BEGIN

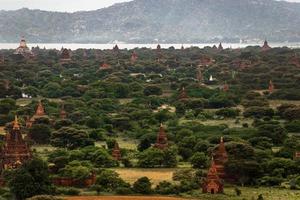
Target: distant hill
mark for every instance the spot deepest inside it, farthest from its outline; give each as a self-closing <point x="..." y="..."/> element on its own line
<point x="159" y="21"/>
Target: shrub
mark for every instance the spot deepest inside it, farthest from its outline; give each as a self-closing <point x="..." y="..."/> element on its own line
<point x="142" y="186"/>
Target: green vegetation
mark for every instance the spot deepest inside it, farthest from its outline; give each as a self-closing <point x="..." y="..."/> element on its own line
<point x="127" y="102"/>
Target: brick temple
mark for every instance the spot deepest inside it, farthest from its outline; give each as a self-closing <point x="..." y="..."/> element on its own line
<point x="15" y="151"/>
<point x="40" y="112"/>
<point x="213" y="184"/>
<point x="116" y="153"/>
<point x="162" y="140"/>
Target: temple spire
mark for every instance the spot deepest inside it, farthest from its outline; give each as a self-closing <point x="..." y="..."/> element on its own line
<point x="16" y="125"/>
<point x="161" y="141"/>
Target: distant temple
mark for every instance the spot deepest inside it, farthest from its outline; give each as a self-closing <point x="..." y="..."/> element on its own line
<point x="220" y="157"/>
<point x="162" y="140"/>
<point x="104" y="66"/>
<point x="23" y="50"/>
<point x="63" y="113"/>
<point x="271" y="86"/>
<point x="266" y="46"/>
<point x="225" y="87"/>
<point x="116" y="153"/>
<point x="134" y="57"/>
<point x="183" y="94"/>
<point x="213" y="184"/>
<point x="220" y="47"/>
<point x="15" y="151"/>
<point x="205" y="61"/>
<point x="40" y="112"/>
<point x="65" y="56"/>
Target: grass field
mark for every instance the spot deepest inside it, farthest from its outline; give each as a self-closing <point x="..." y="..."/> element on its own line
<point x="252" y="194"/>
<point x="247" y="194"/>
<point x="155" y="175"/>
<point x="123" y="143"/>
<point x="121" y="198"/>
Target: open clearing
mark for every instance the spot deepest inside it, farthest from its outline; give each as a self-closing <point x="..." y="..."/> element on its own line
<point x="122" y="198"/>
<point x="155" y="175"/>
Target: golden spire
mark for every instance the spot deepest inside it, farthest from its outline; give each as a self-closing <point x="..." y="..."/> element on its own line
<point x="16" y="125"/>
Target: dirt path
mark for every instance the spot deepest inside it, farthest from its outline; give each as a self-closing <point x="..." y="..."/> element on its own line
<point x="121" y="198"/>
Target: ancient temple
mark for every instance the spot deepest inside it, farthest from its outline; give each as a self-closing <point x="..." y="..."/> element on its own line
<point x="2" y="59"/>
<point x="40" y="112"/>
<point x="65" y="56"/>
<point x="158" y="48"/>
<point x="225" y="87"/>
<point x="220" y="47"/>
<point x="116" y="48"/>
<point x="213" y="184"/>
<point x="23" y="49"/>
<point x="266" y="46"/>
<point x="200" y="76"/>
<point x="271" y="86"/>
<point x="63" y="113"/>
<point x="134" y="57"/>
<point x="104" y="66"/>
<point x="183" y="94"/>
<point x="116" y="153"/>
<point x="220" y="157"/>
<point x="161" y="140"/>
<point x="15" y="151"/>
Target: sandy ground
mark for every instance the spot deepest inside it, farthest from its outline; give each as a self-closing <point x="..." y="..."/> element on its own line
<point x="121" y="198"/>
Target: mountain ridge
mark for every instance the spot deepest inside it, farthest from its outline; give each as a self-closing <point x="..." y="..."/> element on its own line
<point x="152" y="21"/>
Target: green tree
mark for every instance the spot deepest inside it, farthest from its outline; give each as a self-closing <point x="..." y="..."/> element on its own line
<point x="142" y="186"/>
<point x="31" y="179"/>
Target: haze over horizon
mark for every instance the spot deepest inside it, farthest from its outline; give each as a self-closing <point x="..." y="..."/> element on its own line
<point x="63" y="6"/>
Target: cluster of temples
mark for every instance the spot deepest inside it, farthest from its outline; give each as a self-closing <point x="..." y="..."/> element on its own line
<point x="15" y="151"/>
<point x="214" y="182"/>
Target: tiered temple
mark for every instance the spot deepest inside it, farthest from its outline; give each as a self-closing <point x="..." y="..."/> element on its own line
<point x="220" y="47"/>
<point x="40" y="112"/>
<point x="15" y="151"/>
<point x="65" y="56"/>
<point x="183" y="94"/>
<point x="225" y="87"/>
<point x="23" y="49"/>
<point x="266" y="46"/>
<point x="162" y="140"/>
<point x="213" y="184"/>
<point x="271" y="86"/>
<point x="116" y="153"/>
<point x="220" y="157"/>
<point x="63" y="113"/>
<point x="134" y="57"/>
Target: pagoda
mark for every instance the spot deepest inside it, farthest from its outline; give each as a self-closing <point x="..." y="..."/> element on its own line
<point x="116" y="153"/>
<point x="2" y="59"/>
<point x="266" y="46"/>
<point x="271" y="86"/>
<point x="225" y="87"/>
<point x="213" y="184"/>
<point x="134" y="57"/>
<point x="104" y="66"/>
<point x="65" y="56"/>
<point x="23" y="49"/>
<point x="183" y="94"/>
<point x="40" y="112"/>
<point x="220" y="158"/>
<point x="116" y="48"/>
<point x="15" y="151"/>
<point x="158" y="48"/>
<point x="63" y="113"/>
<point x="162" y="140"/>
<point x="220" y="47"/>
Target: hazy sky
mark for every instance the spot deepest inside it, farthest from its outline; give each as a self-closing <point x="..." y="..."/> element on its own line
<point x="62" y="5"/>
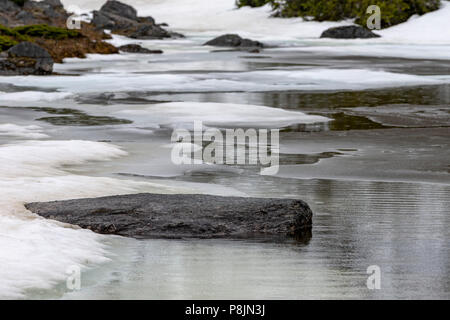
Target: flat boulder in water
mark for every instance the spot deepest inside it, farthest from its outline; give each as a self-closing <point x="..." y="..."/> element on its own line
<point x="135" y="48"/>
<point x="182" y="216"/>
<point x="349" y="32"/>
<point x="233" y="41"/>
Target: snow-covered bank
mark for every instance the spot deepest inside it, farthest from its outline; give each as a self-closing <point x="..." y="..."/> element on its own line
<point x="35" y="253"/>
<point x="221" y="16"/>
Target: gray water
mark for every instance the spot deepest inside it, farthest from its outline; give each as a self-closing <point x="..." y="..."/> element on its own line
<point x="378" y="184"/>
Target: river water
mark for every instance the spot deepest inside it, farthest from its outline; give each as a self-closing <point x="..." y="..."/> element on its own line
<point x="364" y="140"/>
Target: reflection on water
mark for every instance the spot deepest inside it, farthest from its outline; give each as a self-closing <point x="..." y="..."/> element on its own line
<point x="401" y="227"/>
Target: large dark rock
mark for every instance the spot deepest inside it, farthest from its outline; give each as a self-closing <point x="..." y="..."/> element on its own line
<point x="50" y="12"/>
<point x="122" y="19"/>
<point x="26" y="58"/>
<point x="135" y="48"/>
<point x="349" y="32"/>
<point x="234" y="41"/>
<point x="182" y="216"/>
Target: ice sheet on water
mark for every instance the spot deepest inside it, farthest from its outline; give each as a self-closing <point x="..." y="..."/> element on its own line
<point x="177" y="114"/>
<point x="252" y="81"/>
<point x="27" y="132"/>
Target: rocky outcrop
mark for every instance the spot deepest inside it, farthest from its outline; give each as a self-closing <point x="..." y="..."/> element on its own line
<point x="182" y="216"/>
<point x="234" y="41"/>
<point x="26" y="58"/>
<point x="123" y="19"/>
<point x="349" y="32"/>
<point x="135" y="48"/>
<point x="49" y="12"/>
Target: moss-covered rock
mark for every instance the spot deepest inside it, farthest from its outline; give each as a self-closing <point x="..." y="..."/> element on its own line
<point x="59" y="42"/>
<point x="6" y="43"/>
<point x="47" y="32"/>
<point x="392" y="11"/>
<point x="20" y="3"/>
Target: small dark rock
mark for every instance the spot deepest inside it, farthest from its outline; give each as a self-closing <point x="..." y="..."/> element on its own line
<point x="26" y="58"/>
<point x="182" y="216"/>
<point x="119" y="9"/>
<point x="122" y="19"/>
<point x="135" y="48"/>
<point x="349" y="32"/>
<point x="234" y="41"/>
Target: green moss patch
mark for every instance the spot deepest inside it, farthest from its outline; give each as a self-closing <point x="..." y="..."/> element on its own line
<point x="47" y="32"/>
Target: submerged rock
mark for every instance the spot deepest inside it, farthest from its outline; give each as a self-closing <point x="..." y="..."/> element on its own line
<point x="349" y="32"/>
<point x="234" y="41"/>
<point x="182" y="216"/>
<point x="123" y="19"/>
<point x="26" y="58"/>
<point x="135" y="48"/>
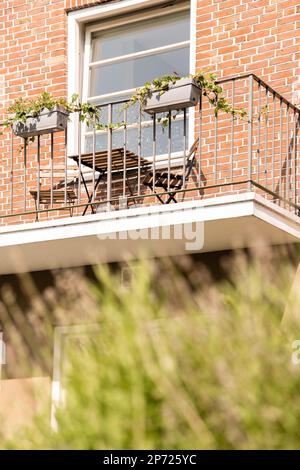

END

* _Exercise directions_:
Report every line of the items above that contains the word "dark".

* _Task solution_:
Target: large dark rock
Target: small dark rock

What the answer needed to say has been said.